**Aim of the task:** Put every line of the data below into a Markdown table with the columns "No." and "Line", numbering the rows and leaving out blank lines and pictures.

Extracted data entries
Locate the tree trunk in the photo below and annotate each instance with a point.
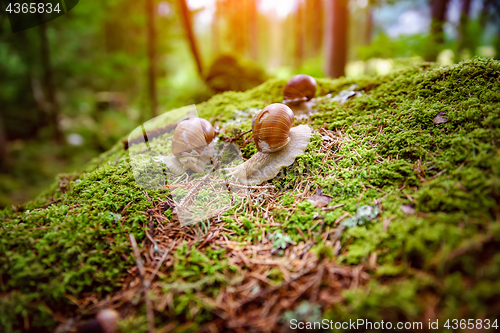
(438, 13)
(186, 20)
(50, 88)
(253, 27)
(215, 30)
(151, 38)
(3, 145)
(336, 33)
(462, 28)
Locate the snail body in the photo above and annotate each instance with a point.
(193, 146)
(298, 94)
(278, 144)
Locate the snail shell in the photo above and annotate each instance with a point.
(193, 146)
(300, 88)
(192, 134)
(264, 166)
(271, 127)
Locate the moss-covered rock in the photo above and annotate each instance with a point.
(431, 253)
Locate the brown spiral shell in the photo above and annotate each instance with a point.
(192, 134)
(271, 127)
(299, 88)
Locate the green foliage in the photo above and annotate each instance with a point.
(227, 73)
(73, 238)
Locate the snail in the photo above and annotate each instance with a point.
(193, 146)
(298, 93)
(106, 321)
(278, 144)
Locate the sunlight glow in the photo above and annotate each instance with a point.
(282, 8)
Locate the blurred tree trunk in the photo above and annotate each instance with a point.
(316, 21)
(299, 35)
(188, 27)
(50, 95)
(215, 30)
(151, 38)
(369, 25)
(253, 27)
(337, 18)
(438, 13)
(462, 28)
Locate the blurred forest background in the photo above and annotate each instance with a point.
(71, 88)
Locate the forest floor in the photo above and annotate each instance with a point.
(410, 173)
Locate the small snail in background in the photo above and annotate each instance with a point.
(278, 143)
(298, 93)
(106, 321)
(193, 146)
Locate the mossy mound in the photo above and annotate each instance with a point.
(431, 253)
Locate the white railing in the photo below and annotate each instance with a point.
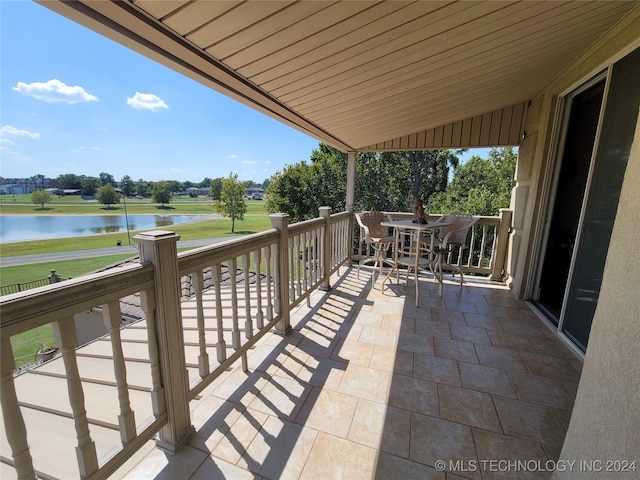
(254, 282)
(484, 253)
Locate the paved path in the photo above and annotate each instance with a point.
(99, 252)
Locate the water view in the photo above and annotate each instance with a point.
(17, 228)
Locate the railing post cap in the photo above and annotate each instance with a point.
(156, 235)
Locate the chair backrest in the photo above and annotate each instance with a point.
(457, 232)
(372, 221)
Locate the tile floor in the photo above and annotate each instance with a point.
(370, 386)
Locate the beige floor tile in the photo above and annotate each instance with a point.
(235, 441)
(381, 427)
(434, 439)
(333, 457)
(483, 321)
(460, 306)
(392, 360)
(506, 359)
(281, 397)
(447, 316)
(328, 411)
(280, 449)
(415, 343)
(436, 369)
(414, 394)
(493, 447)
(391, 466)
(363, 317)
(510, 340)
(398, 323)
(532, 422)
(485, 379)
(216, 469)
(365, 383)
(455, 350)
(540, 390)
(550, 366)
(432, 329)
(469, 407)
(212, 419)
(321, 372)
(159, 465)
(355, 353)
(384, 337)
(469, 334)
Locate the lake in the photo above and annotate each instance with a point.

**Result of the exercise:**
| No. | Line |
|---|---|
| 1 | Locate the tree trunk in the photo below and annotate each instance with a point. |
| 2 | (438, 13) |
| 3 | (186, 20) |
| 4 | (50, 88) |
| 5 | (253, 27) |
| 6 | (215, 30) |
| 7 | (151, 38) |
| 8 | (3, 145) |
| 9 | (336, 33) |
| 10 | (462, 28) |
| 11 | Locate the snail body in the photo above and annotate each instance with a point. |
| 12 | (193, 146) |
| 13 | (298, 94) |
| 14 | (278, 144) |
| 15 | Locate the snail shell in the photo above and annotate each instance with a point. |
| 16 | (193, 146) |
| 17 | (300, 88) |
| 18 | (192, 134) |
| 19 | (264, 166) |
| 20 | (271, 127) |
| 21 | Locate the moss-covered rock in the photo above and annotate each instance with a point. |
| 22 | (431, 253) |
| 23 | Locate the brown spiral shell in the photo above and annotate each instance with a point. |
| 24 | (192, 134) |
| 25 | (271, 127) |
| 26 | (299, 88) |
| 27 | Locate the green foliage in the photo above and annotate each instance with a point. |
| 28 | (227, 73) |
| 29 | (73, 238) |
| 30 | Locate the snail in the photo above and annotate each instance with a point. |
| 31 | (193, 146) |
| 32 | (298, 93) |
| 33 | (106, 321) |
| 34 | (278, 144) |
| 35 | Locate the sunlight glow in the photo above and annotate each instance with a point. |
| 36 | (282, 8) |
| 37 | Locate the blurred tree trunk in the photo above and annotate each instance with a point. |
| 38 | (316, 21) |
| 39 | (299, 35) |
| 40 | (188, 27) |
| 41 | (50, 95) |
| 42 | (215, 30) |
| 43 | (151, 38) |
| 44 | (369, 25) |
| 45 | (253, 27) |
| 46 | (337, 18) |
| 47 | (438, 13) |
| 48 | (462, 28) |
| 49 | Locate the blurred forest background in the photo above and annotate each instance with a point. |
| 50 | (71, 88) |
| 51 | Locate the forest floor in the photo above and annotate each instance with a point. |
| 52 | (410, 173) |
| 53 | Locate the small snail in background in the photo above and annotate each instance with a point. |
| 54 | (278, 143) |
| 55 | (298, 93) |
| 56 | (106, 321) |
| 57 | (193, 146) |
| 58 | Locate the mossy mound in the photo above and annotate each instance with a point. |
| 59 | (431, 253) |
| 60 | Locate the white railing in the photo below and annotate each instance with a point. |
| 61 | (254, 282) |
| 62 | (484, 253) |
| 63 | Locate the paved path in the photo above and annotate each instance with a point. |
| 64 | (99, 252) |
| 65 | Locate the water view in the photo above and annotate each instance with a point. |
| 66 | (17, 228) |
| 67 | Locate the railing post cap in the photo above and annotate each instance with a point. |
| 68 | (156, 235) |
| 69 | Locate the chair backrest in the photo above and annotate each instance with a point. |
| 70 | (457, 232) |
| 71 | (372, 221) |
| 72 | Locate the tile floor in the photo above and annotate each instance with a point. |
| 73 | (370, 386) |
| 74 | Locate the beige floor tile in the photo above and annotate each instance with a point. |
| 75 | (235, 441) |
| 76 | (381, 427) |
| 77 | (434, 439) |
| 78 | (333, 457) |
| 79 | (483, 321) |
| 80 | (460, 306) |
| 81 | (392, 360) |
| 82 | (506, 359) |
| 83 | (281, 397) |
| 84 | (447, 316) |
| 85 | (328, 411) |
| 86 | (280, 449) |
| 87 | (415, 343) |
| 88 | (436, 369) |
| 89 | (414, 394) |
| 90 | (493, 447) |
| 91 | (391, 466) |
| 92 | (363, 317) |
| 93 | (510, 340) |
| 94 | (398, 323) |
| 95 | (532, 422) |
| 96 | (485, 379) |
| 97 | (216, 469) |
| 98 | (365, 383) |
| 99 | (455, 350) |
| 100 | (540, 390) |
| 101 | (550, 366) |
| 102 | (432, 329) |
| 103 | (469, 407) |
| 104 | (212, 419) |
| 105 | (321, 372) |
| 106 | (159, 465) |
| 107 | (355, 353) |
| 108 | (384, 337) |
| 109 | (469, 334) |
| 110 | Locate the lake in the photo above and annotate each instance with a point. |